### Required task:
Rescale the items between the line holding "Habitat-census task: mark the overhanging" and the line holding "point(202, 375)", inclusive, writing all of those lines out again with their wording kept. Multiply every coordinate in the answer points by 0.25 and round to whole numbers, with halves going up.

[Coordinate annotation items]
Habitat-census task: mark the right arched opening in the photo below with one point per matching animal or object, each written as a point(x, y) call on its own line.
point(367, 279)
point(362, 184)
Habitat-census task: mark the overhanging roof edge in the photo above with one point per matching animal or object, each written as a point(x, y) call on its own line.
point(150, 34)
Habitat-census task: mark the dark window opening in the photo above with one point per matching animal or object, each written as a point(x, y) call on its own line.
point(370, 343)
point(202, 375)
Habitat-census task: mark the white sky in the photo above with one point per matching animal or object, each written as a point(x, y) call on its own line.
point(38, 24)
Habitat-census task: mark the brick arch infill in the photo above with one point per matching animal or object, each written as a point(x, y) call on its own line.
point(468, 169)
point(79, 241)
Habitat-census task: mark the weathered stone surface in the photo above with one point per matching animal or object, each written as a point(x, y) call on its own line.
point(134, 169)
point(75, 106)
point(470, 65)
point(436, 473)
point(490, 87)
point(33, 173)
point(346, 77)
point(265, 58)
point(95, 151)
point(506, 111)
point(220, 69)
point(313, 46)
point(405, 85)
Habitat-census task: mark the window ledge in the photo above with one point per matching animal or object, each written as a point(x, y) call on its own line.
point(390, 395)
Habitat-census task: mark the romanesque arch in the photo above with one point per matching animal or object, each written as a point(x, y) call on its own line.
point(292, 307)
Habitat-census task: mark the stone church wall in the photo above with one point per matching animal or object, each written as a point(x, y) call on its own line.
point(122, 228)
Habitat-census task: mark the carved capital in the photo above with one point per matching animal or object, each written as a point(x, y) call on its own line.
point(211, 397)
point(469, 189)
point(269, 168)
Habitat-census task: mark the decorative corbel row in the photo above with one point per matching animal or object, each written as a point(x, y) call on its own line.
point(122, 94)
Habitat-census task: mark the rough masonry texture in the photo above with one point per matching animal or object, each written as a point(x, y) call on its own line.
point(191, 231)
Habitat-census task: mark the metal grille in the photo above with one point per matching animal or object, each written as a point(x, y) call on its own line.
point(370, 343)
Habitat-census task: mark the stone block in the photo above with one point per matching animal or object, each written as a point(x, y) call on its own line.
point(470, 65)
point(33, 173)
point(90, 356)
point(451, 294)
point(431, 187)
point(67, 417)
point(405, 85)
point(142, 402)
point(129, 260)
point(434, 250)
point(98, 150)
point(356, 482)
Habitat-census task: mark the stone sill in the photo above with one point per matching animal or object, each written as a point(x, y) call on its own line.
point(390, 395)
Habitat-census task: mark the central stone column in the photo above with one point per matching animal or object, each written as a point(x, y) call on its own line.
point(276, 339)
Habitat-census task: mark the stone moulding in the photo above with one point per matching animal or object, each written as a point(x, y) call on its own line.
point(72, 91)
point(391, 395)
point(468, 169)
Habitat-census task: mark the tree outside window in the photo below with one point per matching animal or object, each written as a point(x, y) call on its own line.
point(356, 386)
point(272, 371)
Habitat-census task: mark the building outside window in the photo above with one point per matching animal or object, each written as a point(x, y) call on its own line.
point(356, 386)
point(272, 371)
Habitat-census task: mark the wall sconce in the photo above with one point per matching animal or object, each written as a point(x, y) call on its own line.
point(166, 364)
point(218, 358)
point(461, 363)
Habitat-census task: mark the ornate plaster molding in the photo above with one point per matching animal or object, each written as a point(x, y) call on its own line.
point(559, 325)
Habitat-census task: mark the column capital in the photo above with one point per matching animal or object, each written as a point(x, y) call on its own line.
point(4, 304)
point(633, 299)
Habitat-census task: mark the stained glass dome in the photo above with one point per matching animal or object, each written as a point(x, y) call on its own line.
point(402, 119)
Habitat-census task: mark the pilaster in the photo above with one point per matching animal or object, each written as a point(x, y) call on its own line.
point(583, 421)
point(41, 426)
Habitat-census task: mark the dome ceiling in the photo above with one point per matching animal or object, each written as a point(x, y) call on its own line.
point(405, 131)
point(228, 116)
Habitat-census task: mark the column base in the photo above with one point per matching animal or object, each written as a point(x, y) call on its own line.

### Written solution:
Habitat-census task: mark the overhanging roof edge in the photo above with one point per matching animal or object, each written as a point(x, y) call on its own line.
point(38, 9)
Habitat-census task: mark the dark window opening in the photo above with one point per matching animal or object, each written as a point(x, y) call on its own line.
point(93, 86)
point(51, 94)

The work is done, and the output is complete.